>>>

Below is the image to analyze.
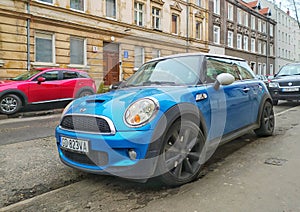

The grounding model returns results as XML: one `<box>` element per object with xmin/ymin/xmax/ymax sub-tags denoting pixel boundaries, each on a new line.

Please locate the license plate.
<box><xmin>61</xmin><ymin>137</ymin><xmax>89</xmax><ymax>153</ymax></box>
<box><xmin>282</xmin><ymin>88</ymin><xmax>299</xmax><ymax>92</ymax></box>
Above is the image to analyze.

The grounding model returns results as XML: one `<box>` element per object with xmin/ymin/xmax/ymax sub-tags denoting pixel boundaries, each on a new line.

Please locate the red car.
<box><xmin>0</xmin><ymin>68</ymin><xmax>96</xmax><ymax>114</ymax></box>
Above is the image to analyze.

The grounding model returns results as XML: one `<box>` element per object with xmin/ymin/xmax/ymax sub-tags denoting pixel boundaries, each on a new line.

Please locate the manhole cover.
<box><xmin>265</xmin><ymin>158</ymin><xmax>287</xmax><ymax>166</ymax></box>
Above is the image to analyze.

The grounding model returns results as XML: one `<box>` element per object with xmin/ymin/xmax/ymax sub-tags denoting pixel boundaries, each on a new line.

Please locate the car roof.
<box><xmin>35</xmin><ymin>67</ymin><xmax>85</xmax><ymax>72</ymax></box>
<box><xmin>148</xmin><ymin>52</ymin><xmax>246</xmax><ymax>62</ymax></box>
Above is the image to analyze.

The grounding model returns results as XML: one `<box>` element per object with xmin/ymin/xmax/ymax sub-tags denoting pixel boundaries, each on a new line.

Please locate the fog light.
<box><xmin>128</xmin><ymin>149</ymin><xmax>137</xmax><ymax>160</ymax></box>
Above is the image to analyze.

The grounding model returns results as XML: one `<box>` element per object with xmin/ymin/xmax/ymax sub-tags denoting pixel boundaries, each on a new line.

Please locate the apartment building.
<box><xmin>260</xmin><ymin>0</ymin><xmax>300</xmax><ymax>72</ymax></box>
<box><xmin>209</xmin><ymin>0</ymin><xmax>276</xmax><ymax>75</ymax></box>
<box><xmin>0</xmin><ymin>0</ymin><xmax>209</xmax><ymax>85</ymax></box>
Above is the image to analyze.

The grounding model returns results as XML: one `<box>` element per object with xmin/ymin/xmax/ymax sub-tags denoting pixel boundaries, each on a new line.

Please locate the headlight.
<box><xmin>124</xmin><ymin>98</ymin><xmax>159</xmax><ymax>127</ymax></box>
<box><xmin>269</xmin><ymin>82</ymin><xmax>279</xmax><ymax>88</ymax></box>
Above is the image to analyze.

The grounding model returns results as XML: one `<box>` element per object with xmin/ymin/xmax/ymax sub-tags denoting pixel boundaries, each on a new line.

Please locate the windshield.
<box><xmin>277</xmin><ymin>64</ymin><xmax>300</xmax><ymax>76</ymax></box>
<box><xmin>11</xmin><ymin>71</ymin><xmax>40</xmax><ymax>81</ymax></box>
<box><xmin>122</xmin><ymin>56</ymin><xmax>204</xmax><ymax>87</ymax></box>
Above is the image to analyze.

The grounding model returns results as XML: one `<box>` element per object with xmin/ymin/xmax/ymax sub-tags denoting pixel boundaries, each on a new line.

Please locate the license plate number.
<box><xmin>61</xmin><ymin>137</ymin><xmax>89</xmax><ymax>153</ymax></box>
<box><xmin>282</xmin><ymin>88</ymin><xmax>299</xmax><ymax>92</ymax></box>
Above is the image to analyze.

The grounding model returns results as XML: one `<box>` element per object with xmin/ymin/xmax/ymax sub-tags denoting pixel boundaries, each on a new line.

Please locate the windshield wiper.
<box><xmin>143</xmin><ymin>81</ymin><xmax>176</xmax><ymax>86</ymax></box>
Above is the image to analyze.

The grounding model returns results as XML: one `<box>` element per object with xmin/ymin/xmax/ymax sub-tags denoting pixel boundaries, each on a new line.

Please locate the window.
<box><xmin>261</xmin><ymin>21</ymin><xmax>267</xmax><ymax>33</ymax></box>
<box><xmin>227</xmin><ymin>3</ymin><xmax>233</xmax><ymax>21</ymax></box>
<box><xmin>106</xmin><ymin>0</ymin><xmax>116</xmax><ymax>18</ymax></box>
<box><xmin>38</xmin><ymin>0</ymin><xmax>53</xmax><ymax>4</ymax></box>
<box><xmin>227</xmin><ymin>31</ymin><xmax>233</xmax><ymax>48</ymax></box>
<box><xmin>270</xmin><ymin>44</ymin><xmax>274</xmax><ymax>56</ymax></box>
<box><xmin>257</xmin><ymin>63</ymin><xmax>262</xmax><ymax>75</ymax></box>
<box><xmin>251</xmin><ymin>38</ymin><xmax>256</xmax><ymax>53</ymax></box>
<box><xmin>152</xmin><ymin>7</ymin><xmax>160</xmax><ymax>29</ymax></box>
<box><xmin>244</xmin><ymin>12</ymin><xmax>249</xmax><ymax>27</ymax></box>
<box><xmin>70</xmin><ymin>37</ymin><xmax>86</xmax><ymax>65</ymax></box>
<box><xmin>134</xmin><ymin>2</ymin><xmax>144</xmax><ymax>26</ymax></box>
<box><xmin>70</xmin><ymin>0</ymin><xmax>85</xmax><ymax>11</ymax></box>
<box><xmin>63</xmin><ymin>71</ymin><xmax>78</xmax><ymax>79</ymax></box>
<box><xmin>134</xmin><ymin>46</ymin><xmax>144</xmax><ymax>69</ymax></box>
<box><xmin>237</xmin><ymin>9</ymin><xmax>243</xmax><ymax>24</ymax></box>
<box><xmin>35</xmin><ymin>33</ymin><xmax>55</xmax><ymax>63</ymax></box>
<box><xmin>236</xmin><ymin>34</ymin><xmax>242</xmax><ymax>49</ymax></box>
<box><xmin>270</xmin><ymin>64</ymin><xmax>274</xmax><ymax>75</ymax></box>
<box><xmin>257</xmin><ymin>19</ymin><xmax>261</xmax><ymax>32</ymax></box>
<box><xmin>196</xmin><ymin>0</ymin><xmax>201</xmax><ymax>7</ymax></box>
<box><xmin>214</xmin><ymin>0</ymin><xmax>220</xmax><ymax>15</ymax></box>
<box><xmin>152</xmin><ymin>49</ymin><xmax>160</xmax><ymax>59</ymax></box>
<box><xmin>251</xmin><ymin>15</ymin><xmax>256</xmax><ymax>30</ymax></box>
<box><xmin>213</xmin><ymin>26</ymin><xmax>220</xmax><ymax>44</ymax></box>
<box><xmin>172</xmin><ymin>14</ymin><xmax>179</xmax><ymax>34</ymax></box>
<box><xmin>262</xmin><ymin>41</ymin><xmax>267</xmax><ymax>55</ymax></box>
<box><xmin>196</xmin><ymin>21</ymin><xmax>203</xmax><ymax>40</ymax></box>
<box><xmin>243</xmin><ymin>36</ymin><xmax>249</xmax><ymax>51</ymax></box>
<box><xmin>262</xmin><ymin>63</ymin><xmax>267</xmax><ymax>75</ymax></box>
<box><xmin>257</xmin><ymin>40</ymin><xmax>261</xmax><ymax>54</ymax></box>
<box><xmin>40</xmin><ymin>71</ymin><xmax>58</xmax><ymax>81</ymax></box>
<box><xmin>270</xmin><ymin>24</ymin><xmax>274</xmax><ymax>37</ymax></box>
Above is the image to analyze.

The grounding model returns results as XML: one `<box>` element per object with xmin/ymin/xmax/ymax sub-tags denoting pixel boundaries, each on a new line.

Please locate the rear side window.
<box><xmin>206</xmin><ymin>57</ymin><xmax>241</xmax><ymax>83</ymax></box>
<box><xmin>63</xmin><ymin>71</ymin><xmax>78</xmax><ymax>79</ymax></box>
<box><xmin>39</xmin><ymin>71</ymin><xmax>58</xmax><ymax>81</ymax></box>
<box><xmin>237</xmin><ymin>62</ymin><xmax>255</xmax><ymax>79</ymax></box>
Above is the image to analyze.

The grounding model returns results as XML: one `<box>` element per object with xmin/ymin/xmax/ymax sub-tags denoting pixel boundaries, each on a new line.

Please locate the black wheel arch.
<box><xmin>256</xmin><ymin>94</ymin><xmax>273</xmax><ymax>126</ymax></box>
<box><xmin>146</xmin><ymin>103</ymin><xmax>207</xmax><ymax>158</ymax></box>
<box><xmin>0</xmin><ymin>89</ymin><xmax>28</xmax><ymax>107</ymax></box>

<<<

Pick out every line in the material above that contains the word "plate", and copy each of those lines in full.

=== Output of the exercise ===
Please locate the license plate.
Please locate the license plate number.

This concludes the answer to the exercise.